**What you need to do**: Write out again the part of the lines that runs from the start of the records through the line containing "(91, 72), (285, 287)", both ends included, with every line kept and 117 added to each number in the bounding-box coordinates of the answers.

>> start Records

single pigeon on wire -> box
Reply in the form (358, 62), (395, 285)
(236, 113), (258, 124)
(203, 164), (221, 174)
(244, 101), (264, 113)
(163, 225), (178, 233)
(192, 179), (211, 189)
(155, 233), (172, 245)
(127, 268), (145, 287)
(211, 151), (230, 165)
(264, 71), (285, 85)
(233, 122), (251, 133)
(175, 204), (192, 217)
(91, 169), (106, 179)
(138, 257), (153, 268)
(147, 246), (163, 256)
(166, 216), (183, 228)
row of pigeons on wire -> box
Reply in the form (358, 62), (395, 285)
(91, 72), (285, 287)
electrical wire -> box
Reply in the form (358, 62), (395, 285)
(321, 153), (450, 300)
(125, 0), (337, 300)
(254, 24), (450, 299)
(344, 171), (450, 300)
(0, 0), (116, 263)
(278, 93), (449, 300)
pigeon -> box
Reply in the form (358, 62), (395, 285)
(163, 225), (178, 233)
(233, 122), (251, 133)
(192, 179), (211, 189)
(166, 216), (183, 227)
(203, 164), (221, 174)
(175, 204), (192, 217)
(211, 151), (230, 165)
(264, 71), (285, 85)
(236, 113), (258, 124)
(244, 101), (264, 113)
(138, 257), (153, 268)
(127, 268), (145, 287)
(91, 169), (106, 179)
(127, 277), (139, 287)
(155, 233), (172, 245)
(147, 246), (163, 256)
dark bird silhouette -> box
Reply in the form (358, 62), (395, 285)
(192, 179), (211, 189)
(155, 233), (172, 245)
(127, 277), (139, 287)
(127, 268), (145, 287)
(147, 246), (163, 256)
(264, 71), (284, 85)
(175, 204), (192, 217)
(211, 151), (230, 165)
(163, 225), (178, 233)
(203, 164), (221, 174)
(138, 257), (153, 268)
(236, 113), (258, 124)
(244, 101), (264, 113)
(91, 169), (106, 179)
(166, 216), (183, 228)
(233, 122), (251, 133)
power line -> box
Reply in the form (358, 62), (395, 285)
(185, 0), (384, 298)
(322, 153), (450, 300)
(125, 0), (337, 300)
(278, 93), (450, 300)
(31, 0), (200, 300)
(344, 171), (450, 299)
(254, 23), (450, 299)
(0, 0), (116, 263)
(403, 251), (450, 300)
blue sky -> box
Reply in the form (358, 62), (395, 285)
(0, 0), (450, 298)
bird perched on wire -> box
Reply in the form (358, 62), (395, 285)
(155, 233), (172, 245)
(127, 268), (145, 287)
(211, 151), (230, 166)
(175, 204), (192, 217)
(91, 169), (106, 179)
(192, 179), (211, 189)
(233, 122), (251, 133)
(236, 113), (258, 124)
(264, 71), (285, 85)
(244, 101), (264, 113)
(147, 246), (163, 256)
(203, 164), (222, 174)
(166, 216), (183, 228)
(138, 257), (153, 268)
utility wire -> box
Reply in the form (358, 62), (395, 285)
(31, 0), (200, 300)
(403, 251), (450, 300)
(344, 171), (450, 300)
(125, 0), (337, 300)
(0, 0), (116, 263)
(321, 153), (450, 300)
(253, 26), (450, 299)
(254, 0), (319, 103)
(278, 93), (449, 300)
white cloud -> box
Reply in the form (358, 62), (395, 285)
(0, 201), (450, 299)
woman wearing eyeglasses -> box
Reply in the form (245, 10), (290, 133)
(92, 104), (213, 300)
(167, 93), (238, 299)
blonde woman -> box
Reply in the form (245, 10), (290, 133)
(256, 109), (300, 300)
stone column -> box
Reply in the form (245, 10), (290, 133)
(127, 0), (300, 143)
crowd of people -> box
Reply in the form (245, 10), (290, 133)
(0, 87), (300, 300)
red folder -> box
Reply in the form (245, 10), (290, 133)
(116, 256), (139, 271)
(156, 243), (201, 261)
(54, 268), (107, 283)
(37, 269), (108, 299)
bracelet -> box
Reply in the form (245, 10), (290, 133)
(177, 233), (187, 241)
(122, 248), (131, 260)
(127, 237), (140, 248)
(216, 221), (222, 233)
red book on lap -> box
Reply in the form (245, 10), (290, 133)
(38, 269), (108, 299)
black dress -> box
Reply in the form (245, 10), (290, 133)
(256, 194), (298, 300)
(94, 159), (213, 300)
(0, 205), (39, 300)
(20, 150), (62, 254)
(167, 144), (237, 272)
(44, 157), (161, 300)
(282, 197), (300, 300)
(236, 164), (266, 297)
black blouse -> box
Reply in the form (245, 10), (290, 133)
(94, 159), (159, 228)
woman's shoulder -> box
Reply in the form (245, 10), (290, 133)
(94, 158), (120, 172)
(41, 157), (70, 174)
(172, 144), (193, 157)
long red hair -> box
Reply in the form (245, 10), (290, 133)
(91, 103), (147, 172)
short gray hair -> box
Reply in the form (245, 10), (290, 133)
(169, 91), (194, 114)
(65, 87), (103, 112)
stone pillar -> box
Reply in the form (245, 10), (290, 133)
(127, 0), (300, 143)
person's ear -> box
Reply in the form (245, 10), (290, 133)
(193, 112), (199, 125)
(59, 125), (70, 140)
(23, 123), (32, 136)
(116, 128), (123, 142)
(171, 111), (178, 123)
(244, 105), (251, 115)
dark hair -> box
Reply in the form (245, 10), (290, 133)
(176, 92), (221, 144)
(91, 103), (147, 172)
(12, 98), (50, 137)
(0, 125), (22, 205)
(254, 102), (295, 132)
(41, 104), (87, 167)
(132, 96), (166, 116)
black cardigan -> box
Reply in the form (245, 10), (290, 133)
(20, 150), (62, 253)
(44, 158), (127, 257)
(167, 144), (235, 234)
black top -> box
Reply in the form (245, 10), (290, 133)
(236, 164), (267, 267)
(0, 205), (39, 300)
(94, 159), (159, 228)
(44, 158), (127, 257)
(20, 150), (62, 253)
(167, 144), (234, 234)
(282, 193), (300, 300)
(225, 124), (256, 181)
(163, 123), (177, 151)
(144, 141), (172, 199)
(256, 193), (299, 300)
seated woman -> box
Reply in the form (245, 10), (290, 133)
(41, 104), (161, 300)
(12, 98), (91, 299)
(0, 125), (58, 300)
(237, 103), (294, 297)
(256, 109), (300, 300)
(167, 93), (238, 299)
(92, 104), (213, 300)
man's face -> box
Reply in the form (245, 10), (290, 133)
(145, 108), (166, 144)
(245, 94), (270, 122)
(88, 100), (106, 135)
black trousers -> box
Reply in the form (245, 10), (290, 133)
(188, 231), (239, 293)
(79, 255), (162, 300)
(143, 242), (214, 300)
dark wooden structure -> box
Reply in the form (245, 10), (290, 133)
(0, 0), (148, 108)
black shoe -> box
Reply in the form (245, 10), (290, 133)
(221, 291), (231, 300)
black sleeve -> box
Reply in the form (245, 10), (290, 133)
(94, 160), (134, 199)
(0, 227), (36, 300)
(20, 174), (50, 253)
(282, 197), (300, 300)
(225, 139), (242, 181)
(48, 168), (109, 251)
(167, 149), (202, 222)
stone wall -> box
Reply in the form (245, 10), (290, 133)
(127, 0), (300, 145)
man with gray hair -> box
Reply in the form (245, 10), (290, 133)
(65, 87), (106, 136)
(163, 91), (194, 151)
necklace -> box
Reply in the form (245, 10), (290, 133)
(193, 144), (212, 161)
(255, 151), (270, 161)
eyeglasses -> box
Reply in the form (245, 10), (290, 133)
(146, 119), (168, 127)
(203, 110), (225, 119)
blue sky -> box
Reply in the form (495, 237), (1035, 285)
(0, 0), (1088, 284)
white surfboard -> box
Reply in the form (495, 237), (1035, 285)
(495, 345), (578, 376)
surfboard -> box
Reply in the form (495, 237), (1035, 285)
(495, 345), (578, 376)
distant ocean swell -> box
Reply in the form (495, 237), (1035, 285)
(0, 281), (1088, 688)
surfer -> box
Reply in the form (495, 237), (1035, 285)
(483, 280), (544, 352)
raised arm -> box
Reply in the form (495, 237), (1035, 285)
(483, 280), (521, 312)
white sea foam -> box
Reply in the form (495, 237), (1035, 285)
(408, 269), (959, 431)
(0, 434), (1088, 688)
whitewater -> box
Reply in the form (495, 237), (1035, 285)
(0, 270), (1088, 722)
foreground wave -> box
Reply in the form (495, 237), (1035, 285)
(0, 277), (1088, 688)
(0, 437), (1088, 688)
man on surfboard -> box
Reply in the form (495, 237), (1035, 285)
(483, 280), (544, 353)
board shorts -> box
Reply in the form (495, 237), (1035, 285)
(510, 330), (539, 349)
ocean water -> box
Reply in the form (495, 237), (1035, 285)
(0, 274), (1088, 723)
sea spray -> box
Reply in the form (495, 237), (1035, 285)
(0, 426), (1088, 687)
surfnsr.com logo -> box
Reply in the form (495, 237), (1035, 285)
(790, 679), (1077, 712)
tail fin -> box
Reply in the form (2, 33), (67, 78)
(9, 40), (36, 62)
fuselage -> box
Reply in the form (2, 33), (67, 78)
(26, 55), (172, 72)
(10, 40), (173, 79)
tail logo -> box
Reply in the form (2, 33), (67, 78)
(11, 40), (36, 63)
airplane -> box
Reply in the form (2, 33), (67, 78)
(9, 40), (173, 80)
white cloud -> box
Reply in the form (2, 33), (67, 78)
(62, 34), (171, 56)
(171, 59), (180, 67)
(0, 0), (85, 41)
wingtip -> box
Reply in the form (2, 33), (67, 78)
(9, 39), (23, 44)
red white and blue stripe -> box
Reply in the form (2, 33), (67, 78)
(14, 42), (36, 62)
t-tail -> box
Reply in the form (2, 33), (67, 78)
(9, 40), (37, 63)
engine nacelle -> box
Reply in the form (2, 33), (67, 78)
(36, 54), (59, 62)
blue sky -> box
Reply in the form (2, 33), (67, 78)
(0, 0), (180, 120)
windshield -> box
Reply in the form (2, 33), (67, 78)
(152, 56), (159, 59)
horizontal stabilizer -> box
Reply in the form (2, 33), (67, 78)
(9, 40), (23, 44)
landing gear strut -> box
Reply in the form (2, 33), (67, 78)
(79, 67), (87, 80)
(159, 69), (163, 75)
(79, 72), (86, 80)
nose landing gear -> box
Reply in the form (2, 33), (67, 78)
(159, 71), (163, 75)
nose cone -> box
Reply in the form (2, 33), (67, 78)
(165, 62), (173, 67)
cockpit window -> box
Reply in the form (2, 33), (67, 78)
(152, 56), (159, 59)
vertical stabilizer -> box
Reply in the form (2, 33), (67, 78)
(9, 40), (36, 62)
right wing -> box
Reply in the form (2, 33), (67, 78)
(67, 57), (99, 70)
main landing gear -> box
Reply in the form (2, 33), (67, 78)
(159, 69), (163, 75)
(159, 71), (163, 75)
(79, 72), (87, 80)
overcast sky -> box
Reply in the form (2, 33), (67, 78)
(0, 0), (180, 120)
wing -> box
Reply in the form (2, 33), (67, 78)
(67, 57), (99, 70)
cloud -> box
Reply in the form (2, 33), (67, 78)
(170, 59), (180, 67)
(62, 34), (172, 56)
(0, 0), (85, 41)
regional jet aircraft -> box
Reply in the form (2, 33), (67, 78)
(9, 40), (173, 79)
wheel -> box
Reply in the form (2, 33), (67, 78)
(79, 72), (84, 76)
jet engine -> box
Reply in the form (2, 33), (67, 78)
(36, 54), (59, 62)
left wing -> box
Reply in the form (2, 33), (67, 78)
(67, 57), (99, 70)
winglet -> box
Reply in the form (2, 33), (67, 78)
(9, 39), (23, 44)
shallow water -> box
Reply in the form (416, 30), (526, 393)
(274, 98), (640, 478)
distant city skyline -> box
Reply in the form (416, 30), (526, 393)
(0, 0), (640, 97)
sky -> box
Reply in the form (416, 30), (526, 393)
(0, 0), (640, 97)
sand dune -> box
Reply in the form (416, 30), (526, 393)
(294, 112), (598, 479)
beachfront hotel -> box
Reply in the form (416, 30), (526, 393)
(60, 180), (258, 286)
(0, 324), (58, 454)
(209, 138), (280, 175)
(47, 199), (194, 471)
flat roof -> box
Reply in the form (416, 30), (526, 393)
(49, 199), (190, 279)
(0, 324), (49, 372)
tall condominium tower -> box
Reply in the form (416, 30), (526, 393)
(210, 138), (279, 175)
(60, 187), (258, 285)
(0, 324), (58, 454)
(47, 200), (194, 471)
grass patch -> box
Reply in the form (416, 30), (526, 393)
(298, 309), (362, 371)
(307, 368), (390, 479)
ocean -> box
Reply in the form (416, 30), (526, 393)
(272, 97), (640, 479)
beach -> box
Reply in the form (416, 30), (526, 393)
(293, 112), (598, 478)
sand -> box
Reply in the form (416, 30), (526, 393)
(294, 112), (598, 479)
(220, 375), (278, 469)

>> end Records

**Expected answer**:
single pigeon on wire -> box
Reply in the form (358, 62), (395, 285)
(353, 230), (375, 241)
(320, 281), (338, 291)
(361, 218), (381, 230)
(280, 342), (295, 350)
(309, 296), (328, 306)
(272, 350), (289, 362)
(244, 385), (262, 404)
(328, 268), (347, 282)
(381, 188), (402, 202)
(350, 239), (368, 250)
(292, 321), (309, 334)
(208, 286), (223, 296)
(255, 374), (270, 385)
(264, 363), (280, 373)
(283, 333), (300, 345)
row of pigeons on wire -> box
Reply in the form (358, 62), (395, 285)
(208, 189), (402, 404)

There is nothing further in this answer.